Excerpted text |

September 25, 2020 by David Gambrill
Discussions around providing pandemic coverage in the future are highlighting the need to develop a Canadian federal government backstop for other serious “tail risk” events such as earthquakes, floods and wildfires, says the president of the Property and Casualty Insurance Compensation Corporation (PACICC).
PACICC protects eligible insurance policyholders from undue financial loss in the event that a member insurer becomes insolvent.
“It is a sobering and troubling reality that Canada remains the largest developed economy in the world with a large exposure to earthquake…and without a government mechanism to backstop the insurance sector and allow us to properly protect our country’s citizens, when that inevitable event occurs,” PACICC president Alister Campbell wrote in the September 2020 edition of Solvency Matters. “I believe that the COVID-19 pandemic powerfully illustrates to government the compelling benefits of having an ‘in-case-of-emergency-break-glass’ plan ‒ prepared in advance ‒ for ‘tail-risk’ events.”
The global COVID-19 pandemic has tested the capacity and capabilities of governments worldwide to respond to extraordinary health care challenges, Campbell wrote. Moreover, governments have had to manage the worst effects of an economic recession that followed lockdown measures (ordered to prevent the spread of COVID-19).
In the United Kingdom and the United States, discussions are already underway about the potential for creating public/private pandemic pools, or other quota-sharing arrangements, to provide insurance coverage for future pandemics, as Campbell notes. Lloyd’s of London has reportedly been in talks with Ottawa about a pandemic insurance model.
Such proposals are typically modelled on some form of pre-existing government backstops for other types of long-tail risks, as Campbell observes. In the UK, for example, “Pool Re” and “Flood Re” have been established to address tail events such as terror attacks, nuclear accidents, or severe flooding. In the U.S., the TRIA model emerged in response to 9/11, when highjacked planes destroyed the twin towers of the World Trade Center in New York.
But in Canada, “with the exception of the decades-old nuclear pool, we have neglected to build out risk-transfer models to address the obvious tail risks we face, and so the work we now need to do to is multi-faceted,” Campbell wrote. “Our industry needs to help government think through the options and select the best possible solutions to address pandemic risk. But at the same time, we must use this rare opportunity to see if we can also tackle some of the other longstanding, but as of yet unaddressed, tail-risk events that we also know are inevitabilities in our large and geographically diverse nation – quake, wildfire and flood.”

Your assignment | In the article on a federal tail-risk backstop, please explain why Campbell says the work Canada now needs to do is multi-faceted.

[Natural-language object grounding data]

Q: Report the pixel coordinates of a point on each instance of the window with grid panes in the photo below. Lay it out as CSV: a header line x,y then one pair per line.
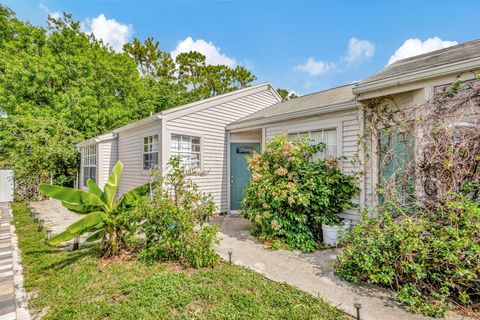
x,y
89,164
187,148
150,152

Written answer | Apart from the decades-old nuclear pool, Canada has neglected to build risk-transfer models for the obvious tail risks it faces. So the industry must help government choose the best solutions for pandemic risk. At the same time, it must try to address other inevitable but still unaddressed tail-risk events: quake, wildfire and flood.